- [The records]:
"""

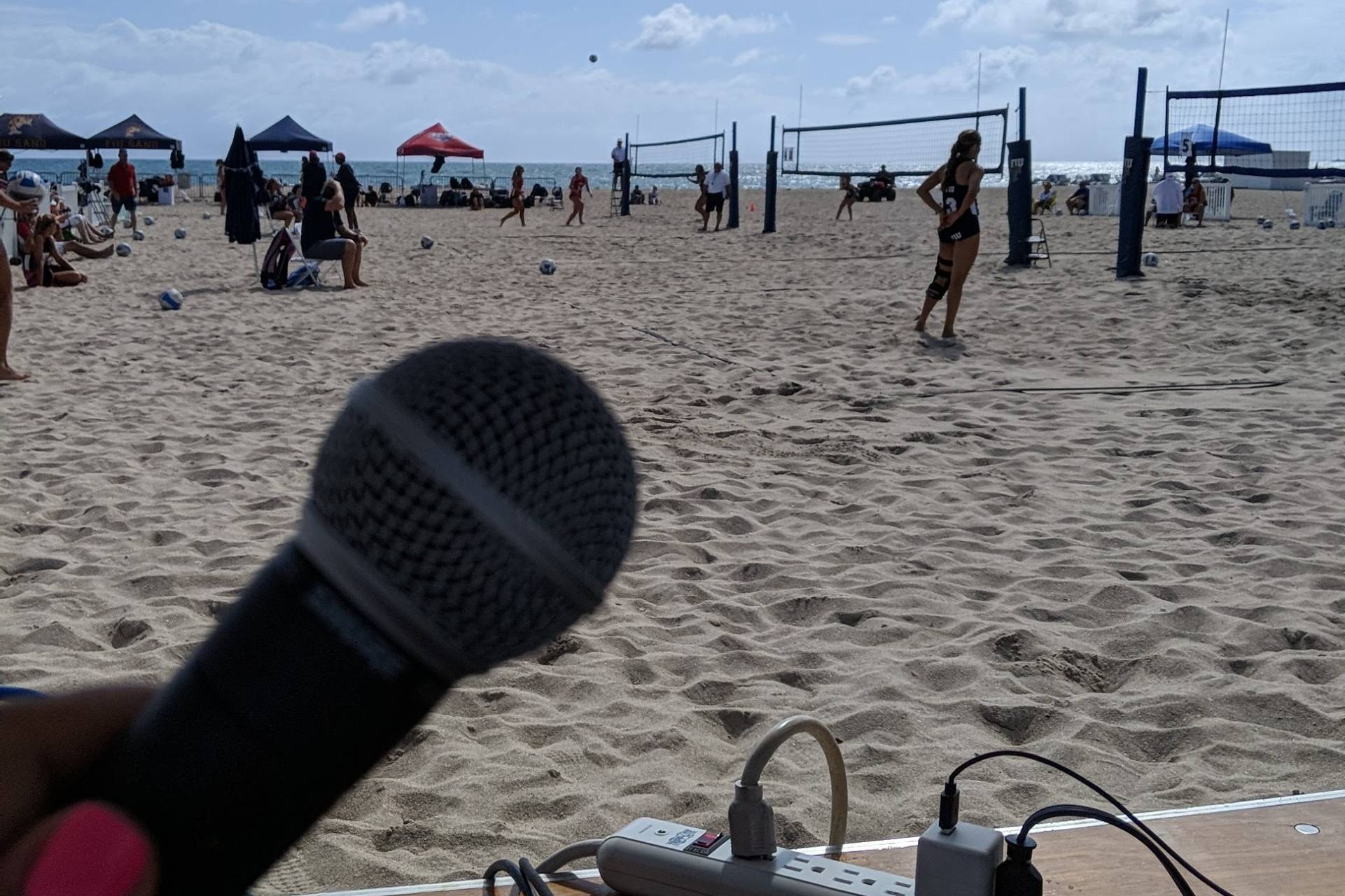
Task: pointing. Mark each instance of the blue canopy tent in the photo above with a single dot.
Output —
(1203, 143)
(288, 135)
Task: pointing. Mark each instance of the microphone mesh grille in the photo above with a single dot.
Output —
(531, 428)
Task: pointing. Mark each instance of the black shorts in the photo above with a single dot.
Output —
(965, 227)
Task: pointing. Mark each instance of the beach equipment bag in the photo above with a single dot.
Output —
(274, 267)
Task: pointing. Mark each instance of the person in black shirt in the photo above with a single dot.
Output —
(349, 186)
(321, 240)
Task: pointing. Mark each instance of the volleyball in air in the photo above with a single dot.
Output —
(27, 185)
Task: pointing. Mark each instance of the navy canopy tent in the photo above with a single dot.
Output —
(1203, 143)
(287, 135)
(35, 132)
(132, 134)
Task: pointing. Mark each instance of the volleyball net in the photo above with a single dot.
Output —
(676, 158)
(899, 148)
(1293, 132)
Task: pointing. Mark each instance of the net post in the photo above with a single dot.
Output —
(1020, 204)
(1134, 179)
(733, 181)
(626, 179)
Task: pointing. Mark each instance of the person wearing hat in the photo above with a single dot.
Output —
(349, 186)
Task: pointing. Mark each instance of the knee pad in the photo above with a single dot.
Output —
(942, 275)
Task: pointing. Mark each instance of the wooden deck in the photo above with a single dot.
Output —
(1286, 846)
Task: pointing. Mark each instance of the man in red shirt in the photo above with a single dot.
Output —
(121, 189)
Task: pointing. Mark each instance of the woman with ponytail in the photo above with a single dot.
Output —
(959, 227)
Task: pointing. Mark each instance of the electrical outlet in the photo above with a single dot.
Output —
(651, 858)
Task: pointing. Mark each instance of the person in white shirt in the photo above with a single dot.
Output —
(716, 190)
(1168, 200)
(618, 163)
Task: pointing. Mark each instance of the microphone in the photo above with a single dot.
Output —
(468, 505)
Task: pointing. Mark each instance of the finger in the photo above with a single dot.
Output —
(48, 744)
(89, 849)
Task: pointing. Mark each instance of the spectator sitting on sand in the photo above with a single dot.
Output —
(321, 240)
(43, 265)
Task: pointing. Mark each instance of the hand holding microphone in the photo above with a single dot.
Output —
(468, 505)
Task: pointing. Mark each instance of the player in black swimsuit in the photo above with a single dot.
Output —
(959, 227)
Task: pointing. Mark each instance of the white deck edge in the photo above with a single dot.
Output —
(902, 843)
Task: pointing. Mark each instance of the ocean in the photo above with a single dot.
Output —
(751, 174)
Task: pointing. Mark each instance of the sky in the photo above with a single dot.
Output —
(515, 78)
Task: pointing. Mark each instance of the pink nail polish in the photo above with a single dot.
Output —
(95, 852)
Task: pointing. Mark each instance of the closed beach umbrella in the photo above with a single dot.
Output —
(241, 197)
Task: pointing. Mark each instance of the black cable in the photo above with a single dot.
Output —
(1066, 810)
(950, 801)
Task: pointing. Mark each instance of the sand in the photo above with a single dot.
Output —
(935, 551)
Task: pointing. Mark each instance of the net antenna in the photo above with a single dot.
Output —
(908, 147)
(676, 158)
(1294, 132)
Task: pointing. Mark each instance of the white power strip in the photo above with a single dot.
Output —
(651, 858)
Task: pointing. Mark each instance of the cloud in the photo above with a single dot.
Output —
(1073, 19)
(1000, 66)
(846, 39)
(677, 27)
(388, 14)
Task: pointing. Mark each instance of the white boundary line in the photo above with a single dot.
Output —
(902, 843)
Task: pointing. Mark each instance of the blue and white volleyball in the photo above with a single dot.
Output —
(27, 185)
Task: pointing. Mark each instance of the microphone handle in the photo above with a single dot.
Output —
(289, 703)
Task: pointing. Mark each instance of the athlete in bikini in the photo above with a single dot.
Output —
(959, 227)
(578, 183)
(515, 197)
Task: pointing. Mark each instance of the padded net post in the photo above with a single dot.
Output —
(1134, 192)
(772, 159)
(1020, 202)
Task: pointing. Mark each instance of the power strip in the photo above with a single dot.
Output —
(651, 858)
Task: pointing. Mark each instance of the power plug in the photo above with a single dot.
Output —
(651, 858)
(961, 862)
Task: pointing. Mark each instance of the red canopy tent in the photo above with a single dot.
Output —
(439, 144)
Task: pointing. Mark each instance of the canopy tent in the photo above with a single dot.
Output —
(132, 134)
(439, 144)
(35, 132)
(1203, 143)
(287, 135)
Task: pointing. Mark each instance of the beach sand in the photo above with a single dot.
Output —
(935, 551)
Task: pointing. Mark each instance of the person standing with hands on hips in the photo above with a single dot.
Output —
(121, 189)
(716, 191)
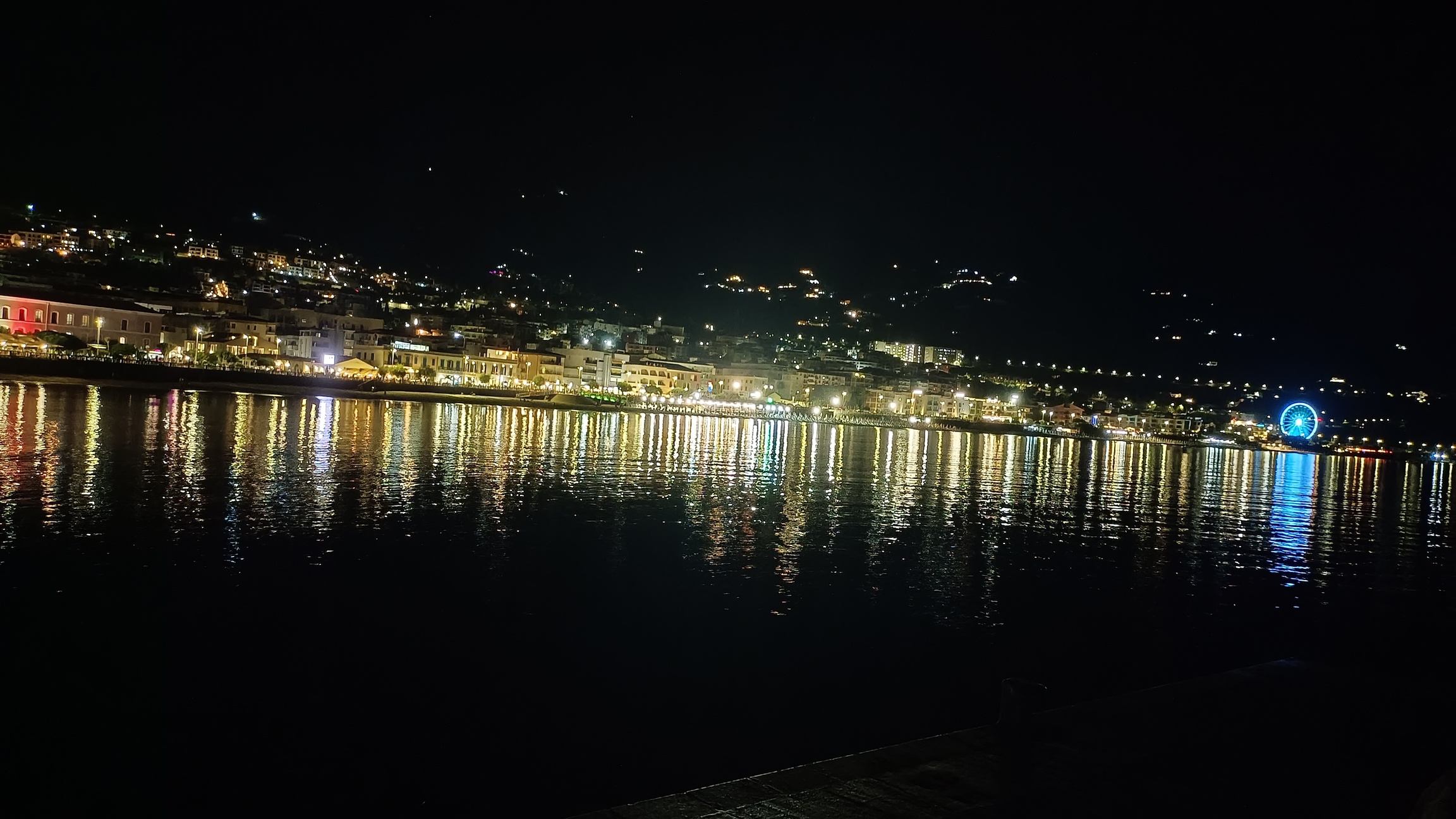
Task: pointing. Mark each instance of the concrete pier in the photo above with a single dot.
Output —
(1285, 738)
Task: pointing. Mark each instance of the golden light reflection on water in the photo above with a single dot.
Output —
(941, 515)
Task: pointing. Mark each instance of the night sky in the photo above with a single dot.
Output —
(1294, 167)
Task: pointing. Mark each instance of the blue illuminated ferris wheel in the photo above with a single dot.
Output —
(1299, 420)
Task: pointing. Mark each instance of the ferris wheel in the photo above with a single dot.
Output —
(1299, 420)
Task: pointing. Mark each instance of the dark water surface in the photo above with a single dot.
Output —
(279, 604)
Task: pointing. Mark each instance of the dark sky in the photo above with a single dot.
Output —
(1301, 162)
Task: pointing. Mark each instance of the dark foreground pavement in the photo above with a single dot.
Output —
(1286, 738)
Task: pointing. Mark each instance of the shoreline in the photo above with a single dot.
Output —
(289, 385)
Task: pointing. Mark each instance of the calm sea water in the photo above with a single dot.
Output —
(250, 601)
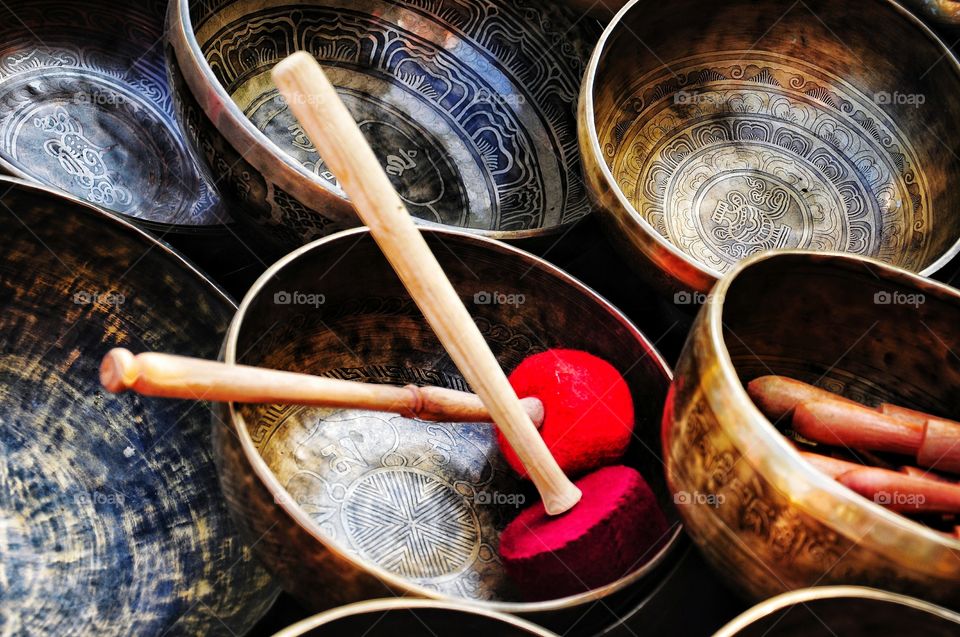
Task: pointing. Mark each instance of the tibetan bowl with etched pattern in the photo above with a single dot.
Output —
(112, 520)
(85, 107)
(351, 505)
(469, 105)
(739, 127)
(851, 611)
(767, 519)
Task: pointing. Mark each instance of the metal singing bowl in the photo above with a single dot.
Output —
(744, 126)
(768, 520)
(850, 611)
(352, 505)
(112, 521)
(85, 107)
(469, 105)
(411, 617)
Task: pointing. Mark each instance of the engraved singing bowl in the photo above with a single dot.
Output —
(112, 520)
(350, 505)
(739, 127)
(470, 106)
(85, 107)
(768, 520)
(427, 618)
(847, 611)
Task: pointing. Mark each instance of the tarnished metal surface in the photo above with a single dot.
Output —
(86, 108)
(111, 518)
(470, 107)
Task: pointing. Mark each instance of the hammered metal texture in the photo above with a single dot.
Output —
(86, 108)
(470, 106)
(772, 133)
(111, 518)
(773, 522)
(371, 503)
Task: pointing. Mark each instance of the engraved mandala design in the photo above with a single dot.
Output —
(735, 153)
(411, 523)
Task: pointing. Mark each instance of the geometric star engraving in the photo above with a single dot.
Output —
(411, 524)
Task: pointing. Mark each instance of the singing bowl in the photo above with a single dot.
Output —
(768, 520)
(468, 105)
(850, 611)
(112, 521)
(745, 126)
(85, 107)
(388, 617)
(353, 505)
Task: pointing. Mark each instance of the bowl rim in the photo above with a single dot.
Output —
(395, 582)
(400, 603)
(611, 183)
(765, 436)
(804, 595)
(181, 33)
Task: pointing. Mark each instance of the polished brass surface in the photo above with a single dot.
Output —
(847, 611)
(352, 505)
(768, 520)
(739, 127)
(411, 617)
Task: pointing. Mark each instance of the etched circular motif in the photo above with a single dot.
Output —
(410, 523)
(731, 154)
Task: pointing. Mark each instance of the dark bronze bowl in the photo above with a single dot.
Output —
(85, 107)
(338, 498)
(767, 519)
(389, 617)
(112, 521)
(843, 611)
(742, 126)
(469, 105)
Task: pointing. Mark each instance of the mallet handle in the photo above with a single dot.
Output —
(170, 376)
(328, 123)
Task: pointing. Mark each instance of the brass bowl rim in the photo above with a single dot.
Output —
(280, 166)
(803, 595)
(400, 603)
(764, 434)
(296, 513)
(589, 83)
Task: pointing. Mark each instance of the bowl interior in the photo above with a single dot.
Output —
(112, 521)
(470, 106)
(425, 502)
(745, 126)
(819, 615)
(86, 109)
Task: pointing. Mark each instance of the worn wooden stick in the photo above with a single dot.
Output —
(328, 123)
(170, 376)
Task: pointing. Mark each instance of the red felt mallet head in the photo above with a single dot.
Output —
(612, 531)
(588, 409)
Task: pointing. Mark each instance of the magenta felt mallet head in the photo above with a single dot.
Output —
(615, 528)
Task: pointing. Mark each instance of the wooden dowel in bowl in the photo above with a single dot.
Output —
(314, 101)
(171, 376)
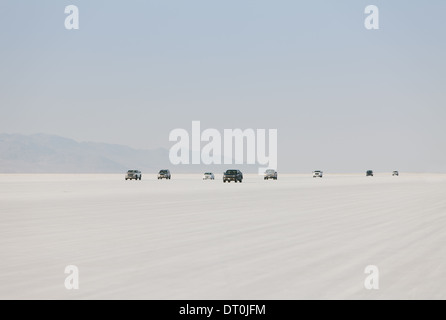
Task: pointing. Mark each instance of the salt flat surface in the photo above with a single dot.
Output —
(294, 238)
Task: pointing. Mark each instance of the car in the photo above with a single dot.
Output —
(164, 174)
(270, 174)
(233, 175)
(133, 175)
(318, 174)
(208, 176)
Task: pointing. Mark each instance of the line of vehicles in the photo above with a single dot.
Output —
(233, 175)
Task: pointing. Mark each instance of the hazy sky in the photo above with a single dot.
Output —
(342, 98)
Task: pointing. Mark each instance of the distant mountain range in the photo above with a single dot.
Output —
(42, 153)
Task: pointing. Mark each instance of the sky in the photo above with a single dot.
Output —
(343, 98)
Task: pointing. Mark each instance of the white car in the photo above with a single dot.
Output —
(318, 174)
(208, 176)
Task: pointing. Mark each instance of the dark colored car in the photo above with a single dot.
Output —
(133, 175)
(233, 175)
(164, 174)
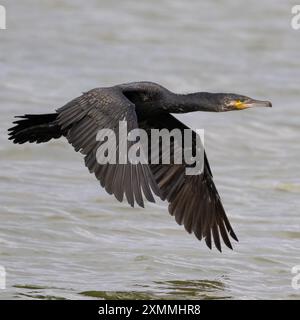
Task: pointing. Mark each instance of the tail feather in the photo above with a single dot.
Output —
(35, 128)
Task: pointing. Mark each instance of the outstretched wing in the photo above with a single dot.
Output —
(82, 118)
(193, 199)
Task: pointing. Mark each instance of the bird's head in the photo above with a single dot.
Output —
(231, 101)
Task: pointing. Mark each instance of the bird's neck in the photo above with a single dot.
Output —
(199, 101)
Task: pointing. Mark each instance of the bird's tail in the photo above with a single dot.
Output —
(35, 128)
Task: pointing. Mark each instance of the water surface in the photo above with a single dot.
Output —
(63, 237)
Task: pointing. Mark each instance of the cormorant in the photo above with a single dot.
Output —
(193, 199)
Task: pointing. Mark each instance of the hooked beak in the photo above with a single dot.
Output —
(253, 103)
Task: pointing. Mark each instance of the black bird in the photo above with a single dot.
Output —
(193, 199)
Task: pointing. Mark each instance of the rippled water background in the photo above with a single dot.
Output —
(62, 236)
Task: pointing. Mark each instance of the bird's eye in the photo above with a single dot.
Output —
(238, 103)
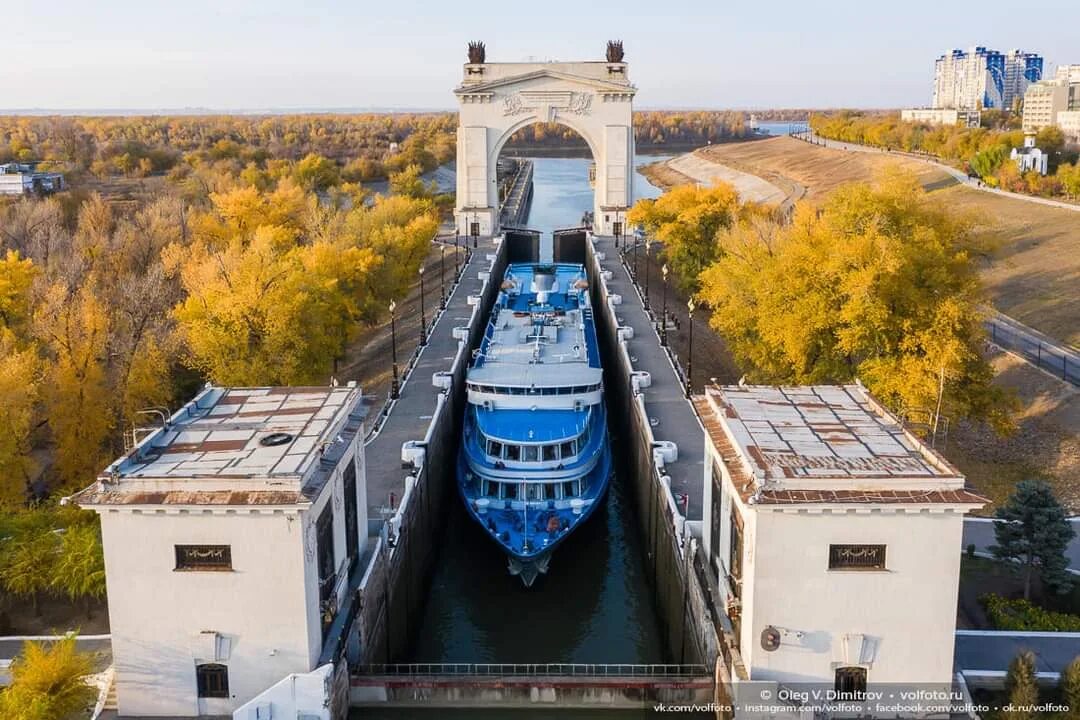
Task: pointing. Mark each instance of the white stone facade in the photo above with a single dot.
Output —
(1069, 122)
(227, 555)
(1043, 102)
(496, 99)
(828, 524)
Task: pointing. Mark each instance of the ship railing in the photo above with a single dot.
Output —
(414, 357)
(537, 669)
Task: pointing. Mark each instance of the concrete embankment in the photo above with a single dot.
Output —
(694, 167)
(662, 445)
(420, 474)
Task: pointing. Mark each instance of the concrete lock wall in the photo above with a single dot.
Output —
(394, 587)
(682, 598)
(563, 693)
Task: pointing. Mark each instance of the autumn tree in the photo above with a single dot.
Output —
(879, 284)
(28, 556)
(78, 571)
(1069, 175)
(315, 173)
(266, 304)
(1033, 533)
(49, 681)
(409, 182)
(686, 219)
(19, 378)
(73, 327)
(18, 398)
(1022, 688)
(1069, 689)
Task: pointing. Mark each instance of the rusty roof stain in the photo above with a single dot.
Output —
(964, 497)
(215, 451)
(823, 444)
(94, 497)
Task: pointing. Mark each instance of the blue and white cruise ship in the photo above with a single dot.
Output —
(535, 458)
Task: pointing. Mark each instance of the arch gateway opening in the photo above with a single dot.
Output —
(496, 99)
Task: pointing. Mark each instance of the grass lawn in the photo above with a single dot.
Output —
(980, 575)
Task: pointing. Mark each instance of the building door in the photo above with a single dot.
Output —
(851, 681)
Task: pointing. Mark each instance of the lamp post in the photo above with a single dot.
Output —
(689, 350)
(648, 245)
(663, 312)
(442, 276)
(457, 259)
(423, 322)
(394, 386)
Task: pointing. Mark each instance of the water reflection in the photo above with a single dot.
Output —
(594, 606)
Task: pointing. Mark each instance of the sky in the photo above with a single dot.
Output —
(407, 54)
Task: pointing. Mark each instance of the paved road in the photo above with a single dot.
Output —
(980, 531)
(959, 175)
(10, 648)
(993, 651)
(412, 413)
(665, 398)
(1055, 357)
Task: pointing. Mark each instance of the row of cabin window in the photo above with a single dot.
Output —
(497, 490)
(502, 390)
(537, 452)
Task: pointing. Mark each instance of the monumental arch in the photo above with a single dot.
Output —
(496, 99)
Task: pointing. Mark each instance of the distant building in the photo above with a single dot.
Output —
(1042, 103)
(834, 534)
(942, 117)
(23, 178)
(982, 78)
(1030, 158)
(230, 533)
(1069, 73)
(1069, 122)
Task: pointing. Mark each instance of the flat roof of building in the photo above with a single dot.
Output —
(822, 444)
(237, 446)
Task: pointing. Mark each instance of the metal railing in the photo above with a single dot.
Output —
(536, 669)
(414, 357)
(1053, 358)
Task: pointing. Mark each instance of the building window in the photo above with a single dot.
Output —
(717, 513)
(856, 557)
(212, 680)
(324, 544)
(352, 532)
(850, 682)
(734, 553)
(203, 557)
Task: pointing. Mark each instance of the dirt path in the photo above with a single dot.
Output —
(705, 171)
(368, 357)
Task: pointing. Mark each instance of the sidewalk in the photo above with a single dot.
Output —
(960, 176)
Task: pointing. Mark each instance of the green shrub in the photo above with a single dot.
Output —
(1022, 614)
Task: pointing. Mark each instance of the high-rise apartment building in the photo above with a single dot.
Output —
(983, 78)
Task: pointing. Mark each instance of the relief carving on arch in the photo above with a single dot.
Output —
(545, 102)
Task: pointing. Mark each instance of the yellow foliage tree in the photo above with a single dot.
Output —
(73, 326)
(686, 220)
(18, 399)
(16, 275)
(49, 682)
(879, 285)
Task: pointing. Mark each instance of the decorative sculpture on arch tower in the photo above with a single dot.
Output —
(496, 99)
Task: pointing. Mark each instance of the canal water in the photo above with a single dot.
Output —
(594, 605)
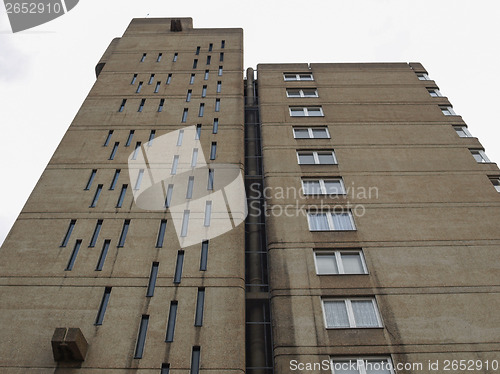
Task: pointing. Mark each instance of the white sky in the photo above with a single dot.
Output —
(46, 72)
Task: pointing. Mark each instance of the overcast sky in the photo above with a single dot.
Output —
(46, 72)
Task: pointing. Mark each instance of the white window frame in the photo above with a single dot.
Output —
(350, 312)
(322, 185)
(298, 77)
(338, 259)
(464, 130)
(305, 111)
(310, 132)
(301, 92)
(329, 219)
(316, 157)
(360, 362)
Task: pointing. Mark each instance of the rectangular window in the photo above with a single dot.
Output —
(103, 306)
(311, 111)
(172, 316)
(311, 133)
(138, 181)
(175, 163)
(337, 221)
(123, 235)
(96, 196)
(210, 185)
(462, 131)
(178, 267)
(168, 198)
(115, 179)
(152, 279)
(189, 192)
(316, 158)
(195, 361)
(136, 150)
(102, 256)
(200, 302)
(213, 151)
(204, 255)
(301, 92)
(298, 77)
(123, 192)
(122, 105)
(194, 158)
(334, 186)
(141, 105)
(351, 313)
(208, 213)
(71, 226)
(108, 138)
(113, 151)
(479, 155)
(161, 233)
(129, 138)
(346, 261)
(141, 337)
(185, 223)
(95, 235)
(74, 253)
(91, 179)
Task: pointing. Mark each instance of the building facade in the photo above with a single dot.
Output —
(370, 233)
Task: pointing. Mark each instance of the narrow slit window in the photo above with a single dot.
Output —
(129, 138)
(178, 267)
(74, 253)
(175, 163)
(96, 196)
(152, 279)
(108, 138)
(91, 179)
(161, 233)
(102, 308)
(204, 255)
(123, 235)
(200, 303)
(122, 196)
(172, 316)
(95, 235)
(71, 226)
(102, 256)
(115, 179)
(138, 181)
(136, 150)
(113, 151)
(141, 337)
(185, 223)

"""

- [Task to carry out]:
Write out the listing again from the line with "Task: pointing. Mark each instance of the narrow" through the end of the listing, both ends included, moving every answer coordinate by adding -20 to each number.

- [Result for this task]:
Task: pointing. Mark each instance of the narrow slit window in the photo above with a single dot.
Output —
(109, 118)
(158, 247)
(54, 233)
(155, 143)
(76, 176)
(132, 259)
(88, 118)
(71, 159)
(141, 213)
(82, 288)
(184, 235)
(103, 215)
(180, 283)
(102, 176)
(152, 296)
(75, 215)
(51, 206)
(82, 236)
(95, 159)
(118, 161)
(116, 130)
(93, 131)
(121, 317)
(165, 203)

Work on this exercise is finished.